GIVEN TASK
From the data below, copy out the part that opens with the line containing "of the field" and closes with the line containing "column 85, row 250", both lines included, reproducing every line character for character and nothing else.

(begin)

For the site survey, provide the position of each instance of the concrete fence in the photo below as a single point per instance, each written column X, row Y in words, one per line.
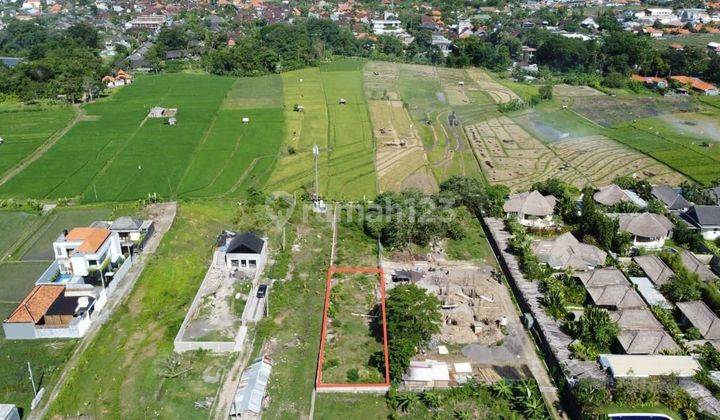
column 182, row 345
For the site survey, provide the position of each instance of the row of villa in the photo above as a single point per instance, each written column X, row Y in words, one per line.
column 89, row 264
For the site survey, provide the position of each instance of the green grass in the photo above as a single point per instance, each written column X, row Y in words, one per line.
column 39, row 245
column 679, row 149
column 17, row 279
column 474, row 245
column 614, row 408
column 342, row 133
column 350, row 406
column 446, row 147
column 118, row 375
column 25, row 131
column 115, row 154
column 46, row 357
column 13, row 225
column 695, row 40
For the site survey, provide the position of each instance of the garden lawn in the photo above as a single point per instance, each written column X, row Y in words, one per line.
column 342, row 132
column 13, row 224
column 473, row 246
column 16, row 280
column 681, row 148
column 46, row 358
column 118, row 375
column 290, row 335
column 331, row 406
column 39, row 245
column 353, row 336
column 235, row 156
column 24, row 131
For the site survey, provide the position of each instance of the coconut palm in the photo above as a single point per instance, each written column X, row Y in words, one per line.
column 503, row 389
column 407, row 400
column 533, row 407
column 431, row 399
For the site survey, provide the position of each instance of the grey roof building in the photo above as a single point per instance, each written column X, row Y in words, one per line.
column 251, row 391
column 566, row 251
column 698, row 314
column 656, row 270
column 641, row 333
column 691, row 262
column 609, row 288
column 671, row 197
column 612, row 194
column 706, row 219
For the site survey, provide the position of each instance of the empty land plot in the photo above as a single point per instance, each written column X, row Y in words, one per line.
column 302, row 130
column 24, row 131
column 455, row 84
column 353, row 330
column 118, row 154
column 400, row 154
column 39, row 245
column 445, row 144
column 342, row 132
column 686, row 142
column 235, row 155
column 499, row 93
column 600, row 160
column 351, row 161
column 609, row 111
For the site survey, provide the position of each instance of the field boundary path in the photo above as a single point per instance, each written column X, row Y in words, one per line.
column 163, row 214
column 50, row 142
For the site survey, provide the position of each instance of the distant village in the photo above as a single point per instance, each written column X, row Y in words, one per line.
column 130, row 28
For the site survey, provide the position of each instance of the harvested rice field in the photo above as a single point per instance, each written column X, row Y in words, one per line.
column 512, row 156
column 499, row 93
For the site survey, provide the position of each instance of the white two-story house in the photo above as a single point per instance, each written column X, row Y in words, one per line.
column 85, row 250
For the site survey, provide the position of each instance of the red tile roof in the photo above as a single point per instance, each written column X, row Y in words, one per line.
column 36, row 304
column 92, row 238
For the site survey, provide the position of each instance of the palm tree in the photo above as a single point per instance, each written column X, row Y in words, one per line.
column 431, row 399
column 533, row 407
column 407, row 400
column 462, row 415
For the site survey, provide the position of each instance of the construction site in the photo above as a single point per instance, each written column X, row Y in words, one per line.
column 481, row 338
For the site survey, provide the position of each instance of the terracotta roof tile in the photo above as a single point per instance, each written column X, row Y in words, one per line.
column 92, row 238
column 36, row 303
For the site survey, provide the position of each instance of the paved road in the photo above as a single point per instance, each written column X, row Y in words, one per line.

(end)

COMPLETE OUTPUT
For the site survey, provide the position of each instance of the field boundary path in the photo above as a single point per instance, each written column X, row Y in words, one per line.
column 163, row 214
column 50, row 142
For the site survey, provide the position of each instance of the distant village in the photo above as a single point per instance, each written column X, row Y in words, one per line.
column 130, row 28
For the site survey, provide the position of each instance of the harvested rice field in the photo above as a single point per instance, each written column X, row Y in words, one per line.
column 512, row 156
column 499, row 93
For the site survey, provide the position of each instance of the white two-story house in the photo above as a single point per instance, each written column X, row Y in words, one per line.
column 85, row 250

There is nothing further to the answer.